- INSTRUCTIONS FOR THE TASK:
Show each line below that contains the word "shirt", copying it in full.

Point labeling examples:
------------
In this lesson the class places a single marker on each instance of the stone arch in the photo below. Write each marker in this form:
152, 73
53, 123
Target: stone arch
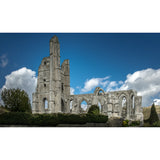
45, 103
83, 106
62, 106
99, 91
100, 106
132, 108
71, 105
123, 103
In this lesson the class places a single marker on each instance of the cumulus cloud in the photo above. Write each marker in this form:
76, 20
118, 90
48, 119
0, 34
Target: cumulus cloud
24, 79
156, 101
72, 91
3, 60
146, 83
95, 82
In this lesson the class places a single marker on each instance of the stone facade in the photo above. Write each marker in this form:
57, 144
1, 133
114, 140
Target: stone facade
53, 92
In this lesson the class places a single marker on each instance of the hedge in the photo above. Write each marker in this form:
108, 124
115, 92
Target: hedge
19, 118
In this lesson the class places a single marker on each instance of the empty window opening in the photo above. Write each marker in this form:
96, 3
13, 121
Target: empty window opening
100, 92
84, 106
45, 103
62, 86
71, 105
100, 107
133, 105
124, 102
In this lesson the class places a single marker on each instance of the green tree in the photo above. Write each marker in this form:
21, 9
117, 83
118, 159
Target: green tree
16, 100
153, 116
94, 109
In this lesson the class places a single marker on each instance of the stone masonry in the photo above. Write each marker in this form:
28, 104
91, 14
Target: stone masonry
53, 92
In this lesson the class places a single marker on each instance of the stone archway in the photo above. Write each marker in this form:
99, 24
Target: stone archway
123, 103
45, 103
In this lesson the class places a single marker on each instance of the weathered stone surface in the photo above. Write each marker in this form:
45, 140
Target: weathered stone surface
53, 92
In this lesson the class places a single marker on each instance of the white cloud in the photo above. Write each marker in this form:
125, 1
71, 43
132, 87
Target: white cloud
156, 101
3, 60
24, 79
94, 82
146, 83
84, 106
72, 91
112, 86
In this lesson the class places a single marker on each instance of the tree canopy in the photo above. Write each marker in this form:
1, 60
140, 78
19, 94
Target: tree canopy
16, 100
153, 116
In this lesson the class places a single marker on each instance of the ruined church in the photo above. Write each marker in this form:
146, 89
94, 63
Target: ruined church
52, 93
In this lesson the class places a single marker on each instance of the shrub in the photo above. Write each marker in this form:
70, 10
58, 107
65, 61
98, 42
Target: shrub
15, 118
94, 109
135, 123
128, 123
20, 118
156, 124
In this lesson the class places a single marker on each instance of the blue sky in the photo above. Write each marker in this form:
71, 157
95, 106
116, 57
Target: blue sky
103, 59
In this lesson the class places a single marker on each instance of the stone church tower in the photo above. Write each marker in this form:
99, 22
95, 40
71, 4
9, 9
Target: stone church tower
53, 86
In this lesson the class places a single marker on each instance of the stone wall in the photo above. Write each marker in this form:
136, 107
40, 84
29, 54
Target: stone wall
53, 92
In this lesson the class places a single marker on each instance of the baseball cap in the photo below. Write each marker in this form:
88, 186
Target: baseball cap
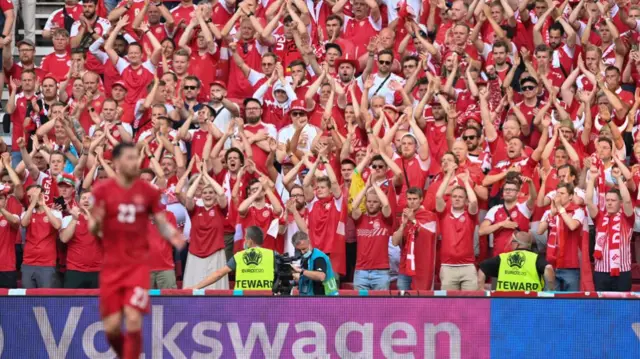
297, 105
67, 179
26, 42
121, 84
219, 83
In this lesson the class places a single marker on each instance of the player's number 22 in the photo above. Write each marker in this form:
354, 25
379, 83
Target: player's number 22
126, 213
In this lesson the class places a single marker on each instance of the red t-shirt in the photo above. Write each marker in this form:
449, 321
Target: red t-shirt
372, 235
8, 238
84, 250
125, 227
457, 236
161, 251
40, 245
207, 230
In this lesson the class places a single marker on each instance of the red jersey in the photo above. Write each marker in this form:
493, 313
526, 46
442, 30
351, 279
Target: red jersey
573, 240
57, 64
126, 213
84, 251
56, 19
40, 244
456, 230
359, 32
207, 230
259, 155
261, 217
520, 213
372, 236
161, 251
415, 175
8, 237
136, 80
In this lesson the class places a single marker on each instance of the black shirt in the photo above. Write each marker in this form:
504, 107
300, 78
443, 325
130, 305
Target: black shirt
491, 266
319, 265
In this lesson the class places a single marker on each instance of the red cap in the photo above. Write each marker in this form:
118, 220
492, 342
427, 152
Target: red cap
219, 83
68, 179
120, 83
390, 107
49, 75
346, 59
298, 105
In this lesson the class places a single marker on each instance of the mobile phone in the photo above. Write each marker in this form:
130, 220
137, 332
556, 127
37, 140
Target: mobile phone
60, 201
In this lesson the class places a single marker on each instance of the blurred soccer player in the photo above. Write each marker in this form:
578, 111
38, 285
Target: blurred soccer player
122, 206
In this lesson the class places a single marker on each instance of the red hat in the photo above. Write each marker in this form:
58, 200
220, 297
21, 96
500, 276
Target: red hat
49, 75
390, 107
67, 178
120, 83
219, 83
298, 105
475, 116
346, 59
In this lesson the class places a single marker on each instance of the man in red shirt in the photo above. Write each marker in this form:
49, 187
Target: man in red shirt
457, 224
17, 106
122, 206
503, 220
373, 229
9, 221
614, 228
565, 222
84, 251
135, 73
59, 61
206, 246
42, 225
416, 237
326, 209
256, 211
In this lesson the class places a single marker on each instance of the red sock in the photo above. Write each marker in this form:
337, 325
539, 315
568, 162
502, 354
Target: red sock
132, 345
116, 341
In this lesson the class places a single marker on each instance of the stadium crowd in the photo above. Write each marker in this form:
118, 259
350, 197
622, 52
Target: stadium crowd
410, 140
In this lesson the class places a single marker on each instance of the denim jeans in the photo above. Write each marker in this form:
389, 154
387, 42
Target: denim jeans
567, 280
371, 279
404, 282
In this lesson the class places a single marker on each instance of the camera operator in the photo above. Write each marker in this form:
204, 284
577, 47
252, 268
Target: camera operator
315, 276
254, 266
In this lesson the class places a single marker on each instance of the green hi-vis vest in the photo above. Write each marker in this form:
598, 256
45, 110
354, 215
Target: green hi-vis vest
254, 269
518, 272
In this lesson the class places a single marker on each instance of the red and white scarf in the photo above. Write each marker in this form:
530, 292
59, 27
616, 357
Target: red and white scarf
608, 229
556, 244
602, 188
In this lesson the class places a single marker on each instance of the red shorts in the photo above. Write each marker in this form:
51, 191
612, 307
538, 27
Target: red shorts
127, 285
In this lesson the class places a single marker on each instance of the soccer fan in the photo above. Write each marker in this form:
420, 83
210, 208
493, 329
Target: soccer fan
614, 228
121, 209
373, 229
457, 221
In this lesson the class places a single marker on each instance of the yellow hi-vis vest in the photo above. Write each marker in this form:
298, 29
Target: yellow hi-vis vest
518, 272
254, 269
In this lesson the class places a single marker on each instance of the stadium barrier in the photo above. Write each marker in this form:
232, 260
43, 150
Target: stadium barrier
50, 323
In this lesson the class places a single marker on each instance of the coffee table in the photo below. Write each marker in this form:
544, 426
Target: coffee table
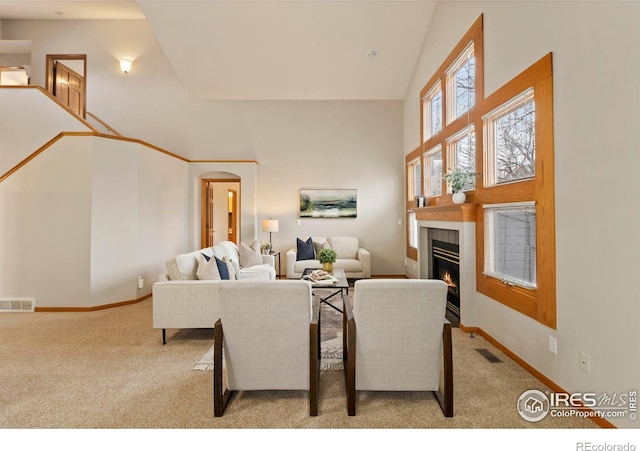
335, 289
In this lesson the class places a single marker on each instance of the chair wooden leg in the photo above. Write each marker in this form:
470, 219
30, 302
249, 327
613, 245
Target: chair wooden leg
350, 368
221, 396
314, 369
445, 396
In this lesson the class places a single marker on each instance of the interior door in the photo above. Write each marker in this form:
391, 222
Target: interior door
69, 87
220, 210
232, 212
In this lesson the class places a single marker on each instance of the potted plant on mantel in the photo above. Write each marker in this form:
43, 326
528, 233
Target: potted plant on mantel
327, 257
458, 179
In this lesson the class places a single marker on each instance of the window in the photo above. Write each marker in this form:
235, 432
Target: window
433, 165
511, 144
462, 153
414, 174
510, 239
432, 112
506, 137
516, 228
413, 229
461, 84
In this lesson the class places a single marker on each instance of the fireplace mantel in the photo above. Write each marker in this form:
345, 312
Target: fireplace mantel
452, 212
460, 217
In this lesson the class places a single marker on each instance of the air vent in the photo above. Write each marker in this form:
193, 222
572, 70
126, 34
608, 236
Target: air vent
17, 305
490, 356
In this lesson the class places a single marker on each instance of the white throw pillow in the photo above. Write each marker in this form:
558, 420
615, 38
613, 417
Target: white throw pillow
207, 269
249, 257
233, 273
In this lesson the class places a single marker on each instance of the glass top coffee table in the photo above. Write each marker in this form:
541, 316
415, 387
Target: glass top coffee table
339, 287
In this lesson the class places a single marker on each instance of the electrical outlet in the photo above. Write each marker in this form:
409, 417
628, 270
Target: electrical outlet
585, 362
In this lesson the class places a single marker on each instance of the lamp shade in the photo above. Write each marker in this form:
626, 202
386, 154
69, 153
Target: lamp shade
270, 225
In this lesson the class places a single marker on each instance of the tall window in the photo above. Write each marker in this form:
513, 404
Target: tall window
461, 84
462, 153
432, 111
511, 143
414, 179
433, 163
506, 137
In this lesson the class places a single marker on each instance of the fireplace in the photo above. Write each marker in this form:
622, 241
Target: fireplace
445, 261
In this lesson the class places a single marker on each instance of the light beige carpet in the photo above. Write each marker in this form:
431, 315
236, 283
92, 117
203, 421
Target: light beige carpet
108, 369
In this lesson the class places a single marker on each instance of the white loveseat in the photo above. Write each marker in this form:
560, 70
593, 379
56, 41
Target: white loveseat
353, 259
181, 301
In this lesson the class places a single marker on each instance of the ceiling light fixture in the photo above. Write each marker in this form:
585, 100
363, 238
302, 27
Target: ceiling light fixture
125, 66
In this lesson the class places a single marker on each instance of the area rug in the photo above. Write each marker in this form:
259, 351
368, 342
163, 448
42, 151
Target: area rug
330, 340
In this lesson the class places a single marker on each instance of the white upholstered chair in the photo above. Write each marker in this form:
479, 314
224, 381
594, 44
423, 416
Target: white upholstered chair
394, 336
270, 336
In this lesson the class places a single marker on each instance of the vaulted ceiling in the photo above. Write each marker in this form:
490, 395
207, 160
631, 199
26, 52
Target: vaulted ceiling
267, 50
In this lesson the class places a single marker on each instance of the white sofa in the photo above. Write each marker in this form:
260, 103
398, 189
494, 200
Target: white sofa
181, 301
353, 259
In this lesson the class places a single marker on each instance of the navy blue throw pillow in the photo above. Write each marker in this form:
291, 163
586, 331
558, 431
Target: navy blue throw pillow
305, 250
222, 269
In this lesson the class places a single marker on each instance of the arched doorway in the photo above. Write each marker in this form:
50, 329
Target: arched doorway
220, 210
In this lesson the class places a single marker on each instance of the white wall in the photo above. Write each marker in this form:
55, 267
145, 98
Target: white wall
84, 218
39, 117
297, 144
45, 227
353, 145
596, 95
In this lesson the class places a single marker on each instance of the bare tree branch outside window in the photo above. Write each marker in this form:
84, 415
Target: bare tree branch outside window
515, 149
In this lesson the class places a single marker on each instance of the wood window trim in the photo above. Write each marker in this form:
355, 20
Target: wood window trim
540, 303
411, 252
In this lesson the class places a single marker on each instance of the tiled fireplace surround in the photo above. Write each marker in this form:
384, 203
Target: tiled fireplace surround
451, 224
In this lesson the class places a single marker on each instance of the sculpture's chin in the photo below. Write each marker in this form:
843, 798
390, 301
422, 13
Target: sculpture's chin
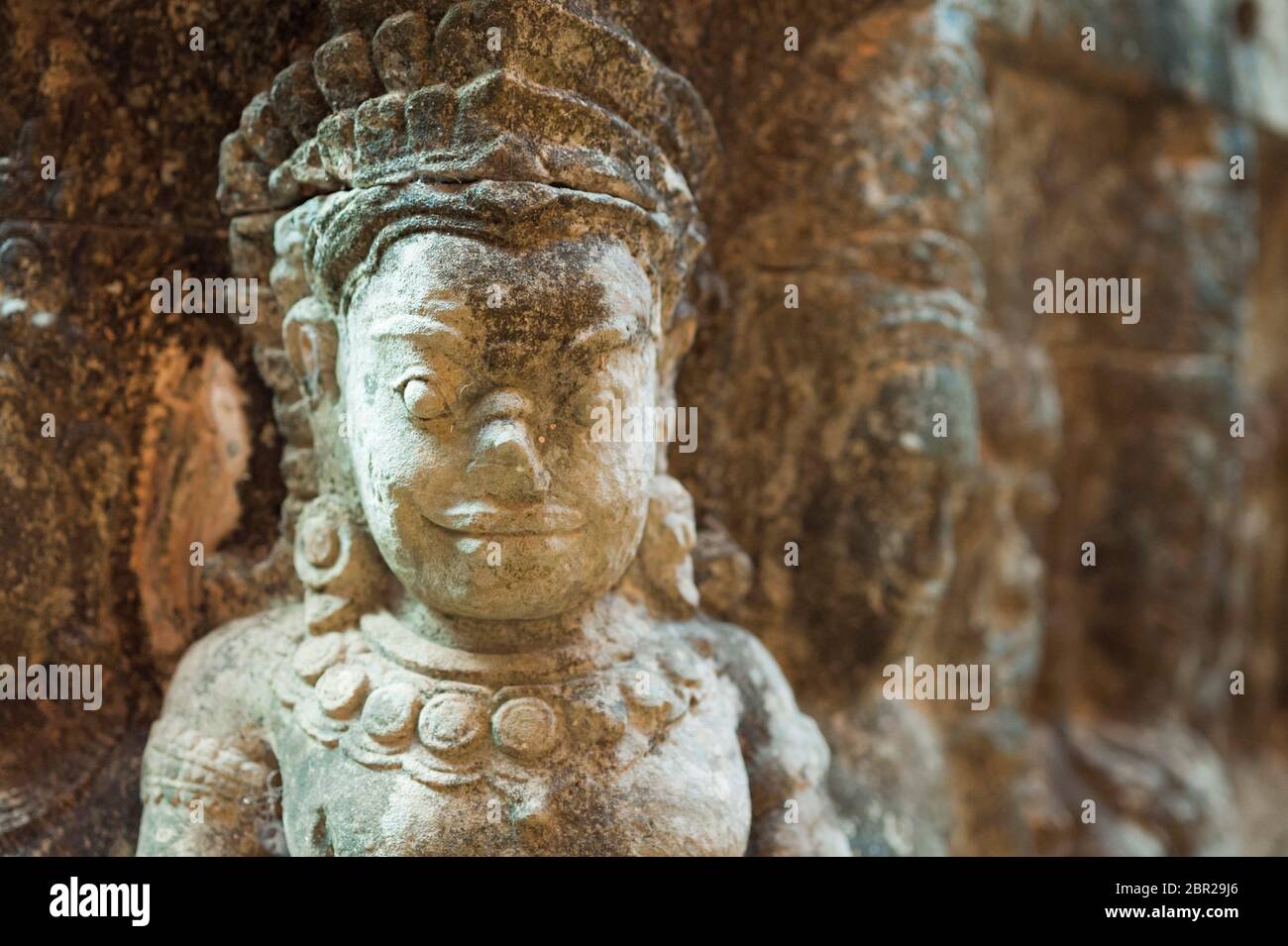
------------
- COMPLETED TASK:
In this lesson the class places a single marker on each instance of the red t-shirt in the photo above. Write each marker in this form:
Target: red t-shirt
In this lesson the class places a single marker on each instance of the black shirt in the photo above. Write each marker in this form:
Target: black shirt
In this lesson the class places a single marker on each instance of the man in red shirt in the photo above. Write each marker in this form:
Target: man in red shirt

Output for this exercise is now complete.